What you have to do:
Find every line in the records below that contains the word "blue", matching case exactly, and copy each of those lines.

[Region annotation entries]
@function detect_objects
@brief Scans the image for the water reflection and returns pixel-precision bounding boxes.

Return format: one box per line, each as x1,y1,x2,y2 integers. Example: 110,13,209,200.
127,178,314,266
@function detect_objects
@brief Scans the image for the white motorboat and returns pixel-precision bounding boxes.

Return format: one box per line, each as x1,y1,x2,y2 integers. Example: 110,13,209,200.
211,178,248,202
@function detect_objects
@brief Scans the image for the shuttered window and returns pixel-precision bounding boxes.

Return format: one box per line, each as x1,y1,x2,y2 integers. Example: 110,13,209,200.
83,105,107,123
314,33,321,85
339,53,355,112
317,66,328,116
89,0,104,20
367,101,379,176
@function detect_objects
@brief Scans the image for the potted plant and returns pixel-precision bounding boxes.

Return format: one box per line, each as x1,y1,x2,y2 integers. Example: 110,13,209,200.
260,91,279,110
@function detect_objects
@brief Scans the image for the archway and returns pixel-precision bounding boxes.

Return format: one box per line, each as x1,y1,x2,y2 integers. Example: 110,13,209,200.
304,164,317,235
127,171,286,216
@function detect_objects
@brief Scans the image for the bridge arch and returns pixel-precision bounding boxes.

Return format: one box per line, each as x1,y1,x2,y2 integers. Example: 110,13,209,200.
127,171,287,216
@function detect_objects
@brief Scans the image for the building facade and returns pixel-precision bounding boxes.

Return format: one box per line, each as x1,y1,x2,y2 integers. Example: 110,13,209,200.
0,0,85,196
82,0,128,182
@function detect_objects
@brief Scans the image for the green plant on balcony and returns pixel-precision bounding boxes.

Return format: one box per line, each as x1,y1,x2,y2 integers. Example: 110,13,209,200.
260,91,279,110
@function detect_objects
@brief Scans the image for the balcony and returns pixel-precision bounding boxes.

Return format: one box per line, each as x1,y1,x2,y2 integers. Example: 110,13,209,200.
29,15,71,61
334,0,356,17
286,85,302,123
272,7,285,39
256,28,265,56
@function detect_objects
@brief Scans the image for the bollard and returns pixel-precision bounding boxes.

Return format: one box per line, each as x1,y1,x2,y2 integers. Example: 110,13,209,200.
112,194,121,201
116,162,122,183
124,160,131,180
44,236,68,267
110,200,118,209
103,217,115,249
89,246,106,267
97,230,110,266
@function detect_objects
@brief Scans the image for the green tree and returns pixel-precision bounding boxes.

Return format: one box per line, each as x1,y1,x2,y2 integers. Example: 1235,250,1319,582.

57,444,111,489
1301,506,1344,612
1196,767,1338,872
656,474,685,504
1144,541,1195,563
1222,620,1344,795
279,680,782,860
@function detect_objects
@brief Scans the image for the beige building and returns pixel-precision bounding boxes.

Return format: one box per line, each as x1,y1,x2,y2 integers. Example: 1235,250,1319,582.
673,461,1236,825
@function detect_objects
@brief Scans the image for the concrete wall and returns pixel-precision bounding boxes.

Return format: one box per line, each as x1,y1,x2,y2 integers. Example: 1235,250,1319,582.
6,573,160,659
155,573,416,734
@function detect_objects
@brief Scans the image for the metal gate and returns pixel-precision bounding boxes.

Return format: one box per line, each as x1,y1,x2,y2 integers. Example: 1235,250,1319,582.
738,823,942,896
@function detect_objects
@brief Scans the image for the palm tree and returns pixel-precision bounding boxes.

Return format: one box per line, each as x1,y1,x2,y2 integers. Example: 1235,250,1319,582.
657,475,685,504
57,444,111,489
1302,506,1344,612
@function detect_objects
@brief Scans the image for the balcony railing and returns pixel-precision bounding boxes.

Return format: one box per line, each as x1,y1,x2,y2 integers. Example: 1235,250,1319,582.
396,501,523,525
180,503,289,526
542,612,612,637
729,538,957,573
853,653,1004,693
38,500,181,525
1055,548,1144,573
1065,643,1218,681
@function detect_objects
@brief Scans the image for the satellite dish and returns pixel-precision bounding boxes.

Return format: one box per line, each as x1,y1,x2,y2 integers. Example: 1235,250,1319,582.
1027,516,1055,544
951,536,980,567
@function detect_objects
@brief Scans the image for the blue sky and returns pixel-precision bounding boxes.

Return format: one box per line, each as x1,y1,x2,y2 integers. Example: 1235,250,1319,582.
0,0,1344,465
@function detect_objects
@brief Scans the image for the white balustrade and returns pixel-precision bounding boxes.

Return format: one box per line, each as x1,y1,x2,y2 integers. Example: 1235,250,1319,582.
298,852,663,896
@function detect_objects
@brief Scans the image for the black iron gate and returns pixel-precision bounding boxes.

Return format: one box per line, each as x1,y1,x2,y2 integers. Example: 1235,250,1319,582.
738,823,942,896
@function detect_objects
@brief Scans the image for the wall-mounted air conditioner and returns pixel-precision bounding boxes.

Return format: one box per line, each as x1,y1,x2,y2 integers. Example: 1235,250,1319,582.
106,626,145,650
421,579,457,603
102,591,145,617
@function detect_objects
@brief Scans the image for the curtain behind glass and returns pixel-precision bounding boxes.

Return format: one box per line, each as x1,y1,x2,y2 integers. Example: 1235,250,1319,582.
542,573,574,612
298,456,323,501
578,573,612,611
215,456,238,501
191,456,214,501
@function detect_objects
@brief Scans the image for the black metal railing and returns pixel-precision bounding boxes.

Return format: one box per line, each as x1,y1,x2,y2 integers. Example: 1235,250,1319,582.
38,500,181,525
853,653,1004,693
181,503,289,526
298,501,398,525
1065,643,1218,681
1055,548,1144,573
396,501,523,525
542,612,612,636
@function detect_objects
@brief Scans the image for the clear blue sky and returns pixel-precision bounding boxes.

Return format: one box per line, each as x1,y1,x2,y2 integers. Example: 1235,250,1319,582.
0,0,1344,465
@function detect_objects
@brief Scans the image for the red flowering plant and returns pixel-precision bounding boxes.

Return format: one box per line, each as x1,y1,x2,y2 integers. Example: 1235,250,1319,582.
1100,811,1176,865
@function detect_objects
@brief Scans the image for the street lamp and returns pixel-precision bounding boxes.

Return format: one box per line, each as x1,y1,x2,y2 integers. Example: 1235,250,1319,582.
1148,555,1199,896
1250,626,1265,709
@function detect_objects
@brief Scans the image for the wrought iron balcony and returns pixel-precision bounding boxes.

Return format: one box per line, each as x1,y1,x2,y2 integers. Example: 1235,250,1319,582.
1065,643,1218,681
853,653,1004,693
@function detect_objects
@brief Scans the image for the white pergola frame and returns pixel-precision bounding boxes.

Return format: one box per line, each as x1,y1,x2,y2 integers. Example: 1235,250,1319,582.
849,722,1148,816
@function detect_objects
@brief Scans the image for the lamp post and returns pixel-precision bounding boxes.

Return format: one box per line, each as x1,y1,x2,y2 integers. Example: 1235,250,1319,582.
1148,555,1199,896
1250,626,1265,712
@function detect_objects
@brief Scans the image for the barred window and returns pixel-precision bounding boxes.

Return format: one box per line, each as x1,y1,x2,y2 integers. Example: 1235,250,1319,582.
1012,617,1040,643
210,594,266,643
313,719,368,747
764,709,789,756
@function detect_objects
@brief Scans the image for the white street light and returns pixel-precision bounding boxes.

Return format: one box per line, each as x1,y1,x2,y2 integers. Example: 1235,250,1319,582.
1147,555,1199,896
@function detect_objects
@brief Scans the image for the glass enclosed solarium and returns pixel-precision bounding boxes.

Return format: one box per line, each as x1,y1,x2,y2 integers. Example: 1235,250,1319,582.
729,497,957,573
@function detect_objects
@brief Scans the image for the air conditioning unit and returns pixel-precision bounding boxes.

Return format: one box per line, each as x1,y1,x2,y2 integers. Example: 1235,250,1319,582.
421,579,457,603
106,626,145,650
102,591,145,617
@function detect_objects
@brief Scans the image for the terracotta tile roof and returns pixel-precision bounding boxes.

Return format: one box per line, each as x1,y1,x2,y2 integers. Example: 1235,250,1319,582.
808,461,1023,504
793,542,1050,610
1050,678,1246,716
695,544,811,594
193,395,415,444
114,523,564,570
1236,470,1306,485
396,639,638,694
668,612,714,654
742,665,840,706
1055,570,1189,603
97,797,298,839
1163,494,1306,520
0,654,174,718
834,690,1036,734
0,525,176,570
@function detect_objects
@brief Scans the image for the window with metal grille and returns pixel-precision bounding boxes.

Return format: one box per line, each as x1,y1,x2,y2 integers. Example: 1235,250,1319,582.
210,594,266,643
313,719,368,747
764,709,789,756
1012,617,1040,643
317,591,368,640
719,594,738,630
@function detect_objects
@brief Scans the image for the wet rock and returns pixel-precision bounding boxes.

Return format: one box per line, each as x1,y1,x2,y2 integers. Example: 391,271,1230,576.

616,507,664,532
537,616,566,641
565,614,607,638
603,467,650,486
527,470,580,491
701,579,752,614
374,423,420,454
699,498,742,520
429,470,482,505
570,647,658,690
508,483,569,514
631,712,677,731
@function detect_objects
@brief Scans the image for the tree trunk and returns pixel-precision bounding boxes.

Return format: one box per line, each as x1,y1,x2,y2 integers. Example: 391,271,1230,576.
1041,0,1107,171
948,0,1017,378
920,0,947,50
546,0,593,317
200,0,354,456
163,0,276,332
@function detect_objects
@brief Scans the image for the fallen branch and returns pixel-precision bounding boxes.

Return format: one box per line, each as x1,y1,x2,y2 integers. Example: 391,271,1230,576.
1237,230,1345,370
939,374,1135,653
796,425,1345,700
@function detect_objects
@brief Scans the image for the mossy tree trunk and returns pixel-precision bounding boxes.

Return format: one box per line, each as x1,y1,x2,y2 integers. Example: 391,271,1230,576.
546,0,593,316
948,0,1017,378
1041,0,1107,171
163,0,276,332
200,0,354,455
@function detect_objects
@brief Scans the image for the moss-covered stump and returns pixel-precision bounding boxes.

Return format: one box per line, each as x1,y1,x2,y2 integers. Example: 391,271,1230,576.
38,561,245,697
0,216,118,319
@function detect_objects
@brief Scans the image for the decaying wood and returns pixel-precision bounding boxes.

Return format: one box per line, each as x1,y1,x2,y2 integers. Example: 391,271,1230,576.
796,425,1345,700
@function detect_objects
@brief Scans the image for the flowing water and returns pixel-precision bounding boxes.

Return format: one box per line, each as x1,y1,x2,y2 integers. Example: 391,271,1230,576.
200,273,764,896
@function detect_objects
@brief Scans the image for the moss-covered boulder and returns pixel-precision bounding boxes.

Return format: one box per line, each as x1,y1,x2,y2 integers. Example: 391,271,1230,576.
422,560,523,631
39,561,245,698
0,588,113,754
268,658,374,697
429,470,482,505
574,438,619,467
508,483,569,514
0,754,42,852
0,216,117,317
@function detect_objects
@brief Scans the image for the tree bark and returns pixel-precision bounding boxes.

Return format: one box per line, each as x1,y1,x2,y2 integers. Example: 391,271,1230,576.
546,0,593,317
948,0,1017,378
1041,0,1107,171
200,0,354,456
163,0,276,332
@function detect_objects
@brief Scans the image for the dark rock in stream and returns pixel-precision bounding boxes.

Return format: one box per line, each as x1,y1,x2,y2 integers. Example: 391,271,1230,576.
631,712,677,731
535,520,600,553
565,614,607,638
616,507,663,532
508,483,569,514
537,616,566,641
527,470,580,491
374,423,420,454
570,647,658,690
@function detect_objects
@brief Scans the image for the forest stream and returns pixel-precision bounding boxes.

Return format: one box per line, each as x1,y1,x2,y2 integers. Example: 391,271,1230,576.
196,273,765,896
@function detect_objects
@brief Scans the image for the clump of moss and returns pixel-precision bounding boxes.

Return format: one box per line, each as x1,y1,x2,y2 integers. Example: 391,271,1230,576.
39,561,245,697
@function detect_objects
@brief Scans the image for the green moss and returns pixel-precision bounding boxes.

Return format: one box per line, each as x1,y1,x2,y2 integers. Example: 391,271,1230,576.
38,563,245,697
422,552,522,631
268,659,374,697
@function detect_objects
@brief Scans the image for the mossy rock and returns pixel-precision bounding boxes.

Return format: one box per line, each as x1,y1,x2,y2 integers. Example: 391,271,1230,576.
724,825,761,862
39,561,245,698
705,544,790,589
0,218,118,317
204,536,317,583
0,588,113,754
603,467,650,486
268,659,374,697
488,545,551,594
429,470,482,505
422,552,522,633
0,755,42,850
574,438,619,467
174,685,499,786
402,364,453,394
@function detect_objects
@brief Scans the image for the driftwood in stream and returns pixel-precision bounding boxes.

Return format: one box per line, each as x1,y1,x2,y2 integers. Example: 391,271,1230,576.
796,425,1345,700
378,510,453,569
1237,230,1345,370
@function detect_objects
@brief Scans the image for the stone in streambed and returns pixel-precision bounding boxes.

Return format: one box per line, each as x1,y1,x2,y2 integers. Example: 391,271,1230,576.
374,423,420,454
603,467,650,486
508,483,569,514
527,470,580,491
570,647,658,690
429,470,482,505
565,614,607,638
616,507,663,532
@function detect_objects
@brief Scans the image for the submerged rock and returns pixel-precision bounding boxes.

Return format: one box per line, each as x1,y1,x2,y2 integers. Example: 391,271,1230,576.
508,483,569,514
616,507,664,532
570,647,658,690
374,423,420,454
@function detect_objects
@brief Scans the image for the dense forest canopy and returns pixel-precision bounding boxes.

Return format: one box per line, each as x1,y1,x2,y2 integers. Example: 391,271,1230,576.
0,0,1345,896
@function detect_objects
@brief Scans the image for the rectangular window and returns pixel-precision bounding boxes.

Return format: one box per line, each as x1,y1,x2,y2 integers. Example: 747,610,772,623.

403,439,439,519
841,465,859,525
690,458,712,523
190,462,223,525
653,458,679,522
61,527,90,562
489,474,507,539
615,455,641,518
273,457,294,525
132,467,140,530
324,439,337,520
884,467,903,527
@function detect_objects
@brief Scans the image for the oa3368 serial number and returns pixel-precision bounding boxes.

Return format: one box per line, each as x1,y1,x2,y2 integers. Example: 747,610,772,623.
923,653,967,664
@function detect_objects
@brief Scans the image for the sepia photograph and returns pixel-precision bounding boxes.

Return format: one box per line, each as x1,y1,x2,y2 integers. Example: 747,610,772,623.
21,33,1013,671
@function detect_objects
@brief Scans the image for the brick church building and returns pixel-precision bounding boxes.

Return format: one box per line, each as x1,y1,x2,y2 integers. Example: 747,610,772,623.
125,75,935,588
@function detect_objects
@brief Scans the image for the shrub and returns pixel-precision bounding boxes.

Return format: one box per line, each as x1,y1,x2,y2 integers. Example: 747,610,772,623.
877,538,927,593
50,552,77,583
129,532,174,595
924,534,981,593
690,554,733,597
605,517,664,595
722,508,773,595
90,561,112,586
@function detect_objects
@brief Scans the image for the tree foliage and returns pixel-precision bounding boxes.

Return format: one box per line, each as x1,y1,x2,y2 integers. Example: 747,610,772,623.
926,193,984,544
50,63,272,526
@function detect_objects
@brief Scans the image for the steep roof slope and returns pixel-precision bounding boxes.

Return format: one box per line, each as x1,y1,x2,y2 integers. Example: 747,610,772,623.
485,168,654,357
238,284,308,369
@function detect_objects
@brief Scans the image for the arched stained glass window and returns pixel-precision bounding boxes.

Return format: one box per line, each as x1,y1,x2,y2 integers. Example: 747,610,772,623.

Result for this exercise:
@brief Scans the image for the blue sky and returns pixel-precision bounding boxes.
@brief Scans the image for the clear blue sky and returns pixel-precision bounding boxes.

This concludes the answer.